Document text:
--*--

Paul Le Blanc has written this rather nice blurb for Lenin, Religion, and Theology, due out very soon:

In reading this book (which he surely would have done), Lenin himself might have been amused by Boer’s own gift for the outrageously funny, and perhaps offended by an all-too-apt detection of the religious dimensions of his revolutionary perspectives. Modern-day readers will learn much about the Bolshevik ‘god-builders’ against whom Lenin so fiercely polemicized, and about the ironic twists through which latter-day Bolshevik ‘god-builders’ turned this secular revolutionary into a deity.  Boer’s genuine respect for the man and his thought intertwines in fascinating ways with an intimate knowledge of Christian rhetoric and theology, resulting in a fresh, provocative contribution – to intellectual history, religious studies, and Marxist scholarship. — Paul Le Blanc, Professor of History, La Roche College, USA; Author, Lenin and the Revolutionary Party and Marx, Lenin, and the Revolutionary Experience.

Last week, while in Nanjing, I gave a lecture on the veneration of Lenin after his death. I ended by pointing to the increase in support for the Russian communist party over recent years, and the increasing stature of Lenin (and Stalin) in these times. During a lively and fascinating discussion afterwards, someone asked whether that popularity was merely nostalgia among the older generation, the one that can remember what life was like. I responded by pointing out that the support is actually quite strong among young people, and told a story of two of my own experiences in this regard – drinking toasts to the USSR and so on with groups of 20-somethings.

--*--

Data extract:
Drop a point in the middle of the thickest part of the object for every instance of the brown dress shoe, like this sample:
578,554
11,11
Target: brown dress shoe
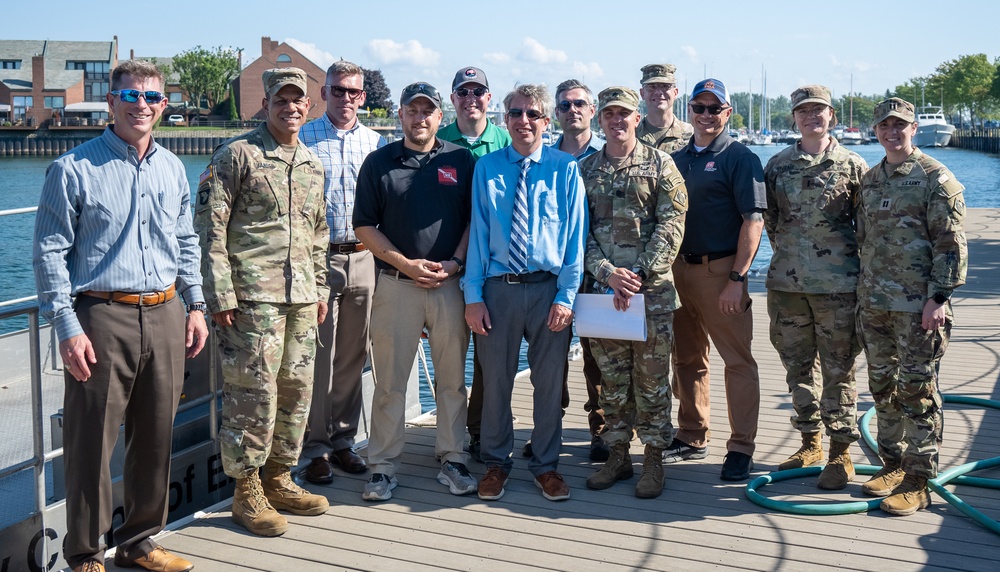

--*--

Directions:
1. In the post about the Lenin book, at which college does Paul Le Blanc teach?
2. Check each statement against the post about the Lenin book and mark it yes or no, quoting the words that decide it: (a) The writer said support for the Russian communist party is strong among young people. (b) Paul Le Blanc is a professor of religious studies. (c) The book Lenin, Religion, and Theology has already come out.

Answers by task:
1. La Roche College, USA.

2.
(a) Yes: "the support is actually quite strong among young people"
(b) No: "Professor of History, La Roche College, USA"
(c) No: "due out very soon"